◆ Input rows:
§

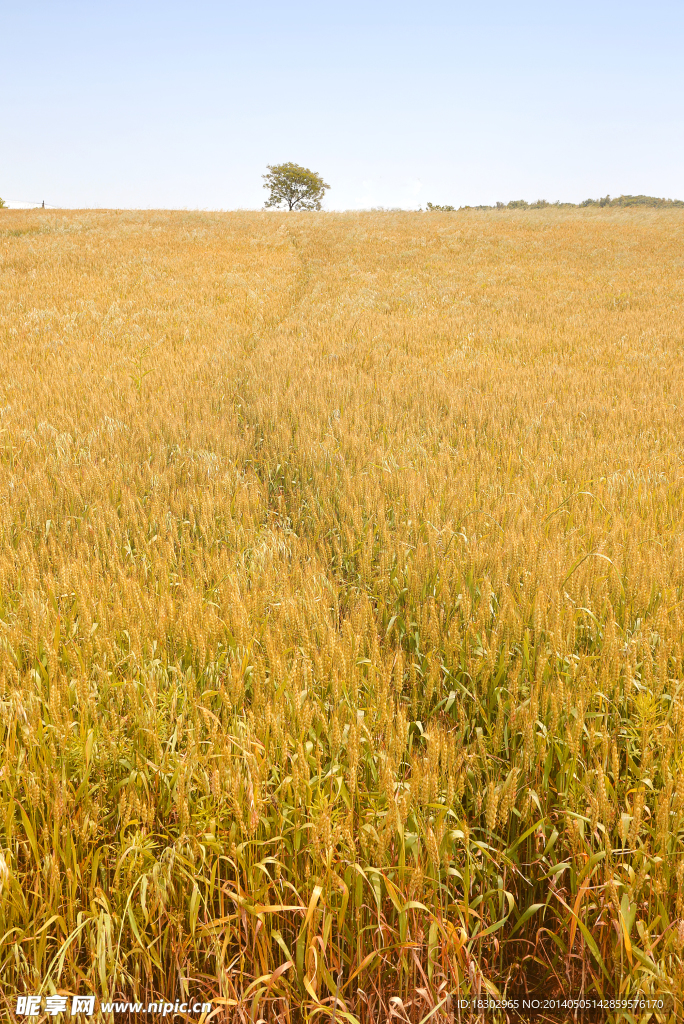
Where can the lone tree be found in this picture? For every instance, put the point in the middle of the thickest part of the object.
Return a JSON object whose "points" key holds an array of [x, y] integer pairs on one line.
{"points": [[295, 186]]}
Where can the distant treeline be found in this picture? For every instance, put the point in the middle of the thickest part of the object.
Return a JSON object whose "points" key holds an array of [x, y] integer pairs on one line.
{"points": [[541, 204]]}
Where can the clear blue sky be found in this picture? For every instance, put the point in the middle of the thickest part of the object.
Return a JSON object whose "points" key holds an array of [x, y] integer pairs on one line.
{"points": [[148, 103]]}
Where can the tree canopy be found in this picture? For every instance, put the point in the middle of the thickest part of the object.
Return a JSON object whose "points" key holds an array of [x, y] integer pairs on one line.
{"points": [[294, 186]]}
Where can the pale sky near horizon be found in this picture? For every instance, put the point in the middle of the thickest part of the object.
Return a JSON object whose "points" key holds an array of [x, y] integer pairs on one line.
{"points": [[148, 103]]}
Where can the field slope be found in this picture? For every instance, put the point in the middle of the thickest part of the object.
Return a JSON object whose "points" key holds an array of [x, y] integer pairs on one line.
{"points": [[342, 609]]}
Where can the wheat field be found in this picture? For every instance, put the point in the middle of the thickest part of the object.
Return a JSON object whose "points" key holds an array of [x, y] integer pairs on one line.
{"points": [[342, 610]]}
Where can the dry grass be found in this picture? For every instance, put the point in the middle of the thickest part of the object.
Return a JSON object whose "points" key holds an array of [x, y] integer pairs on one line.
{"points": [[341, 607]]}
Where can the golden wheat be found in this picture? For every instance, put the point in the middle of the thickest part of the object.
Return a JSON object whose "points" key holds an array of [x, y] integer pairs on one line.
{"points": [[341, 608]]}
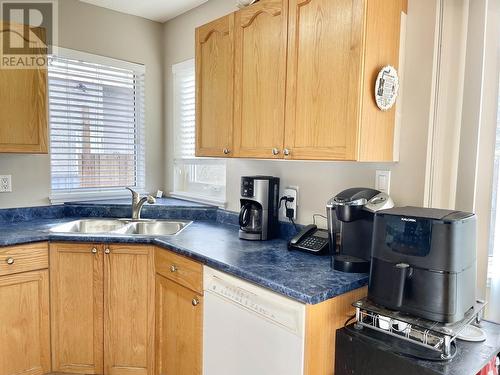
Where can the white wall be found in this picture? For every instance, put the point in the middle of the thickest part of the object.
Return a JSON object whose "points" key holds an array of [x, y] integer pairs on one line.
{"points": [[319, 181], [100, 31]]}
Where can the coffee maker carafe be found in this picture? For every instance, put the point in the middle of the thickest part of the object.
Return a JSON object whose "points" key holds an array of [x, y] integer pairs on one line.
{"points": [[350, 227], [259, 208]]}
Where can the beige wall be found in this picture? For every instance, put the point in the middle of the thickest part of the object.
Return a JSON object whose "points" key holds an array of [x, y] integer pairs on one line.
{"points": [[318, 181], [97, 30]]}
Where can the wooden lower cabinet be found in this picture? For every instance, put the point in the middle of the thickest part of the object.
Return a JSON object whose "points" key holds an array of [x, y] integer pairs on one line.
{"points": [[129, 310], [24, 324], [179, 329], [102, 309], [77, 307]]}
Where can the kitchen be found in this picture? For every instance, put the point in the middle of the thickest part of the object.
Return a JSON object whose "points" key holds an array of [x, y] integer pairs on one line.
{"points": [[447, 89]]}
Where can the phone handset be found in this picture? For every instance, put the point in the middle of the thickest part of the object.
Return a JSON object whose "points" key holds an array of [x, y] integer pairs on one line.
{"points": [[303, 233]]}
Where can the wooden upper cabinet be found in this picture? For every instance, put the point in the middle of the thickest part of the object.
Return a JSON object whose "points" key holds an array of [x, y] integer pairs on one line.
{"points": [[76, 278], [304, 80], [214, 87], [260, 75], [23, 109], [24, 324], [324, 80], [335, 50]]}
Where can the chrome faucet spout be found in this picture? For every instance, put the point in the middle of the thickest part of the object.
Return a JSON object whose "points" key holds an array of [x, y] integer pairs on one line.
{"points": [[138, 203]]}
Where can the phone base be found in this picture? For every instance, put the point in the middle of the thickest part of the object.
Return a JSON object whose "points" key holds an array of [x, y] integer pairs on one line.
{"points": [[350, 264]]}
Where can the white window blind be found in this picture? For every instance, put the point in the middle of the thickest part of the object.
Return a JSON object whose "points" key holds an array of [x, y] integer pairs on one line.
{"points": [[184, 109], [96, 126], [198, 179]]}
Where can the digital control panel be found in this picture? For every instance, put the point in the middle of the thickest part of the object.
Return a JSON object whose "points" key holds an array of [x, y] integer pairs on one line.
{"points": [[247, 187]]}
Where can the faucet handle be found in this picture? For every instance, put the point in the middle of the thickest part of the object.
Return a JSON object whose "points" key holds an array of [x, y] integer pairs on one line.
{"points": [[135, 195]]}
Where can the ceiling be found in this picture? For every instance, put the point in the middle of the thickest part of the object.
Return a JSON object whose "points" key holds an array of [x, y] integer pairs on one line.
{"points": [[156, 10]]}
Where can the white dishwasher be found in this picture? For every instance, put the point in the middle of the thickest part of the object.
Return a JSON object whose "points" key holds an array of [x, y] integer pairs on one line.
{"points": [[249, 330]]}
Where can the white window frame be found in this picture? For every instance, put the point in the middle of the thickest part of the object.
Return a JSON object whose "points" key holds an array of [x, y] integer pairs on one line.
{"points": [[96, 194], [180, 162]]}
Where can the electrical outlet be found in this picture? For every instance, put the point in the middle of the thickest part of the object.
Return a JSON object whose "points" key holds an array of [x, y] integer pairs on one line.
{"points": [[383, 181], [293, 192], [6, 184]]}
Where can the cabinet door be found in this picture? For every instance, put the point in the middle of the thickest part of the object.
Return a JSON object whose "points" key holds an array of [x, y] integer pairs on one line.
{"points": [[24, 324], [179, 332], [23, 107], [77, 308], [260, 75], [324, 78], [214, 87], [129, 310]]}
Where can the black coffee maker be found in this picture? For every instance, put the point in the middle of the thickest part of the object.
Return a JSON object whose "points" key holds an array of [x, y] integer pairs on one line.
{"points": [[259, 208], [350, 227]]}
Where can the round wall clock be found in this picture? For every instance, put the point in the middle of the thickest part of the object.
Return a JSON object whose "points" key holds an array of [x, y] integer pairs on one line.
{"points": [[386, 88]]}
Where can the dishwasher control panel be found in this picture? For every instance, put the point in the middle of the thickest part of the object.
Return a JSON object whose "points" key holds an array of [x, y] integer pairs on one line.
{"points": [[274, 307]]}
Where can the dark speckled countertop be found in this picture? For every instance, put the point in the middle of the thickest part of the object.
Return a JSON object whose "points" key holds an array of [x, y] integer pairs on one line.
{"points": [[302, 277]]}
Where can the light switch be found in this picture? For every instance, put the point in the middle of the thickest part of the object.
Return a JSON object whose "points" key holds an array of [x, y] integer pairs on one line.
{"points": [[383, 181], [6, 184]]}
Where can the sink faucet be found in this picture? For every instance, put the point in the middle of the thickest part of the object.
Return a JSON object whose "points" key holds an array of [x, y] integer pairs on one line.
{"points": [[138, 203]]}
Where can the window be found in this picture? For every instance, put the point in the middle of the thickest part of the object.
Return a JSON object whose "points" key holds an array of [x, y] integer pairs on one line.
{"points": [[200, 179], [96, 126]]}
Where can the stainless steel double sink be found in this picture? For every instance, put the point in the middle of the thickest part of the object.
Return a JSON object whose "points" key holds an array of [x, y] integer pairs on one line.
{"points": [[144, 227]]}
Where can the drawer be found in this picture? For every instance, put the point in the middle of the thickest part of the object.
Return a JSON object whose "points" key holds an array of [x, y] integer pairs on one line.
{"points": [[180, 269], [22, 258]]}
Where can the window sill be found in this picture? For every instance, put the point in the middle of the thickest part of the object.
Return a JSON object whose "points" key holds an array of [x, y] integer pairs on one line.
{"points": [[199, 199]]}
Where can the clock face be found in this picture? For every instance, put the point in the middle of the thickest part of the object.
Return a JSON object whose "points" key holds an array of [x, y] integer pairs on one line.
{"points": [[386, 88]]}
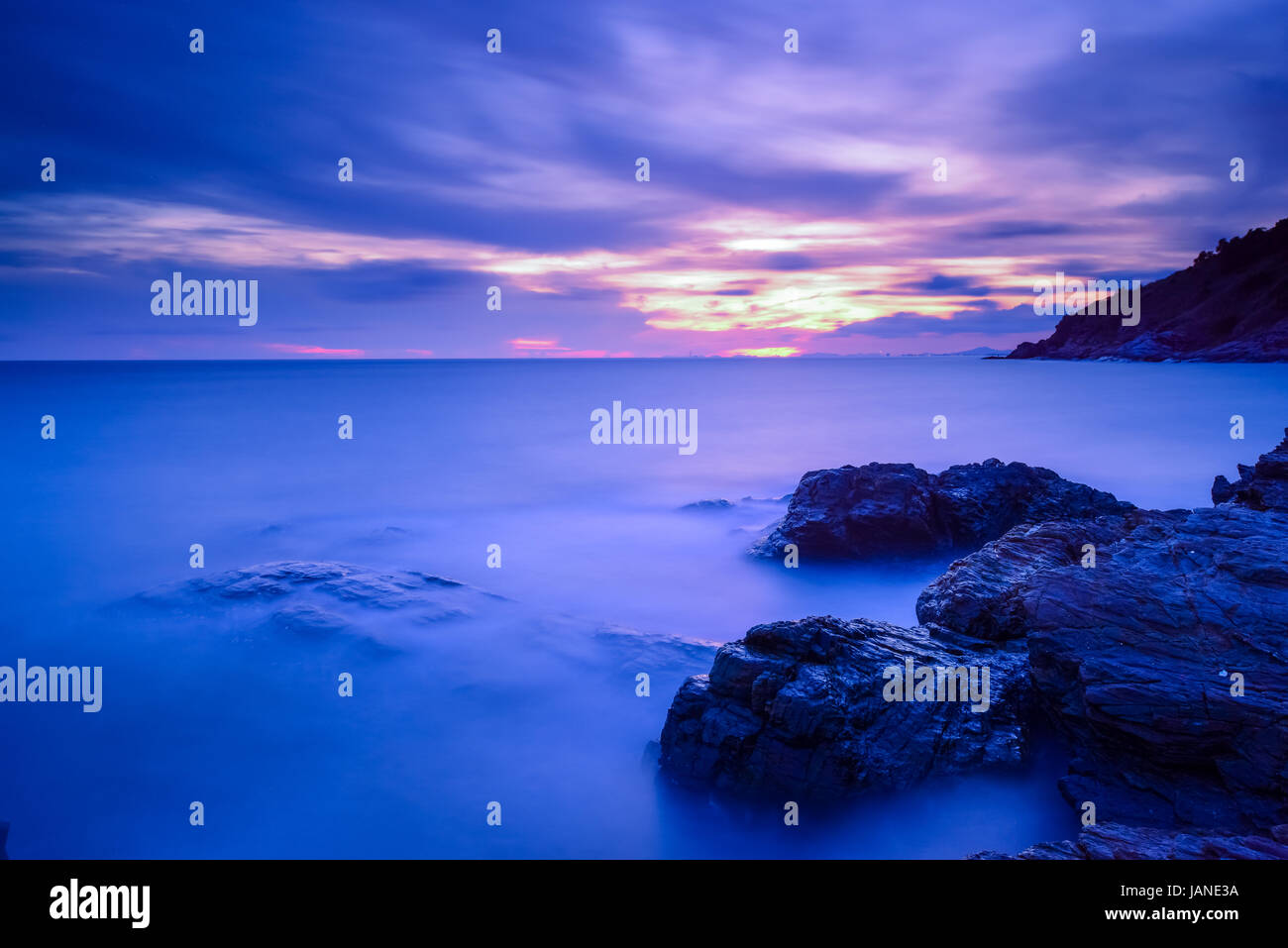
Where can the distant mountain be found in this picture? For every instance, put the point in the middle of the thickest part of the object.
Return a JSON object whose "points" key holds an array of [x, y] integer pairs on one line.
{"points": [[1231, 305]]}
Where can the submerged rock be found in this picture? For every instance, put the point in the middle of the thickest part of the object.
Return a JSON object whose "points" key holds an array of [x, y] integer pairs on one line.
{"points": [[800, 707], [1120, 841], [1263, 485], [1162, 657], [902, 510]]}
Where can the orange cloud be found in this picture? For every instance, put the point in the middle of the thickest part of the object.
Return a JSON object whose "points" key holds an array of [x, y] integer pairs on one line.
{"points": [[312, 350], [768, 352]]}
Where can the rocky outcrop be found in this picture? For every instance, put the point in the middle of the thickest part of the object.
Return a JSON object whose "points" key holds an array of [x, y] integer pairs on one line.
{"points": [[979, 595], [1263, 485], [902, 510], [1120, 841], [1157, 642], [802, 707], [1231, 305], [1168, 668]]}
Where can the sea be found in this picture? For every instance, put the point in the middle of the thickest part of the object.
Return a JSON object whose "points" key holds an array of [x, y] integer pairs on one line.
{"points": [[505, 716]]}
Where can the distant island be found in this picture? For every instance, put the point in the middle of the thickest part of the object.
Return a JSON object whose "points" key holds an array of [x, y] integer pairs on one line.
{"points": [[1229, 305]]}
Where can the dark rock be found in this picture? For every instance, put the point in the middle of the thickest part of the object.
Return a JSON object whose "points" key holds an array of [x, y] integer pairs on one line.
{"points": [[1164, 664], [798, 707], [1263, 485], [898, 509], [1228, 307], [1136, 657], [1120, 841], [979, 595]]}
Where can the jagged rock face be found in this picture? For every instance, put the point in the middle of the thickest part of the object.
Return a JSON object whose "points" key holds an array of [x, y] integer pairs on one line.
{"points": [[1227, 307], [980, 595], [799, 707], [1120, 841], [1129, 659], [898, 509], [1263, 485]]}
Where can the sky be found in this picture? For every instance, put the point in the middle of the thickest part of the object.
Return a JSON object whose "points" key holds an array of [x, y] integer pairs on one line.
{"points": [[791, 206]]}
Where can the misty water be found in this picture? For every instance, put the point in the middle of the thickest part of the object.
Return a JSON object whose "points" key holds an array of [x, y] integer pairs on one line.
{"points": [[519, 686]]}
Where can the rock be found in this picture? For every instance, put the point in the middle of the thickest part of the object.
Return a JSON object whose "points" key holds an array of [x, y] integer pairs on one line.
{"points": [[1120, 841], [1164, 664], [799, 707], [1228, 307], [1136, 661], [978, 595], [1263, 485], [898, 509], [709, 505]]}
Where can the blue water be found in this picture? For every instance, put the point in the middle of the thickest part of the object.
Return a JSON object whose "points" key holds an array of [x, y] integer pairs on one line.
{"points": [[528, 700]]}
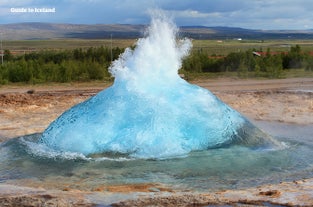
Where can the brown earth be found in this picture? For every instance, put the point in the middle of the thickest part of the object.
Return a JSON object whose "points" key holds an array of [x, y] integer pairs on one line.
{"points": [[29, 109]]}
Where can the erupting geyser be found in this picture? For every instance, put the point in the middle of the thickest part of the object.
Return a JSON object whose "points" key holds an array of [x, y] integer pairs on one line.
{"points": [[149, 111]]}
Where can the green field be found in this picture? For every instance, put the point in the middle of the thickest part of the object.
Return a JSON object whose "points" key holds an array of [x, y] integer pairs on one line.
{"points": [[222, 47], [71, 60]]}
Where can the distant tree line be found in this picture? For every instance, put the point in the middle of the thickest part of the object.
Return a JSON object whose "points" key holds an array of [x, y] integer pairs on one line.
{"points": [[58, 66], [92, 64], [249, 62]]}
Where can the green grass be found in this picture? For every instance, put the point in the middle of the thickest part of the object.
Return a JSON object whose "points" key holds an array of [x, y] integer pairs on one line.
{"points": [[64, 44], [212, 46], [227, 46]]}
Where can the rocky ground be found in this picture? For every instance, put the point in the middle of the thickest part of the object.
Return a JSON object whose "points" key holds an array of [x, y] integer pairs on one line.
{"points": [[29, 109]]}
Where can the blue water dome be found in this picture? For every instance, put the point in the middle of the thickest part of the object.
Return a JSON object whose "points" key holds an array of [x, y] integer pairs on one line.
{"points": [[149, 111]]}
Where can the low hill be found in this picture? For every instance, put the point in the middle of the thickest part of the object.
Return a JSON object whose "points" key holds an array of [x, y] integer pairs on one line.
{"points": [[37, 30]]}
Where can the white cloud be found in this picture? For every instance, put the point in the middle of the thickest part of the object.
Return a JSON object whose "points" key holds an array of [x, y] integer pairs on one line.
{"points": [[256, 14]]}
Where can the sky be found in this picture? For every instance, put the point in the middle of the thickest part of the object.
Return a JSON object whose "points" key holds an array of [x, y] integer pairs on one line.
{"points": [[249, 14]]}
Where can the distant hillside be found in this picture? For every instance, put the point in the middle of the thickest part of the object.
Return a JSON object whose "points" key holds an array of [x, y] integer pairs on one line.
{"points": [[28, 31]]}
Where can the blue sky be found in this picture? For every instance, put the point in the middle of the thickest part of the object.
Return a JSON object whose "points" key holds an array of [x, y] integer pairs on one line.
{"points": [[250, 14]]}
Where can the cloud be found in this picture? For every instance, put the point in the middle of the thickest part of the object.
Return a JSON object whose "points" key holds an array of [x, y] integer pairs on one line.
{"points": [[257, 14]]}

§

◆ Given request: Please render the data from the line containing "Where can the low" through the end as a JSON list of strings, one string per line, with blank lines left out.

◆ Solution for this problem:
[
  "Where can the low hill be found in this picture? For every instance, put the point in the middle of the thickest part of the object.",
  "Return a JSON object whose \"points\" key holds an array of [x, y] integer pairs on one line.",
  "{\"points\": [[37, 30]]}",
  "Where can the white cloud be found in this picture? For every instance, put the point in the middle of the thickest part of the object.",
  "Return a JSON object whose \"points\" key holds an array of [x, y] integer pairs on one line.",
  "{\"points\": [[256, 14]]}",
  "Where can the sky be found in this picture? For every instance, put the point in the middle of the thickest part of the object.",
  "Return a JSON object whose \"points\" key holds an array of [x, y] integer pairs on one line.",
  "{\"points\": [[249, 14]]}",
  "Where can the distant hillside be found in this picture? For every instance, put the point in the middle of the thickest part of the object.",
  "Return a JSON object whose \"points\" key holds an array of [x, y] integer pairs on one line.",
  "{\"points\": [[28, 31]]}",
  "Where can the blue sky be found in this picture? For every instance, put the point in the middle of the thickest part of the object.",
  "Return a JSON object whose \"points\" key holds an array of [x, y] integer pairs on one line.",
  "{\"points\": [[250, 14]]}",
  "Where can the cloud be found in this picture? For every instance, put the point in the middle of the thickest part of the object.",
  "Return a JSON object whose \"points\" key holds an array of [x, y] integer pairs on one line.",
  "{\"points\": [[257, 14]]}"
]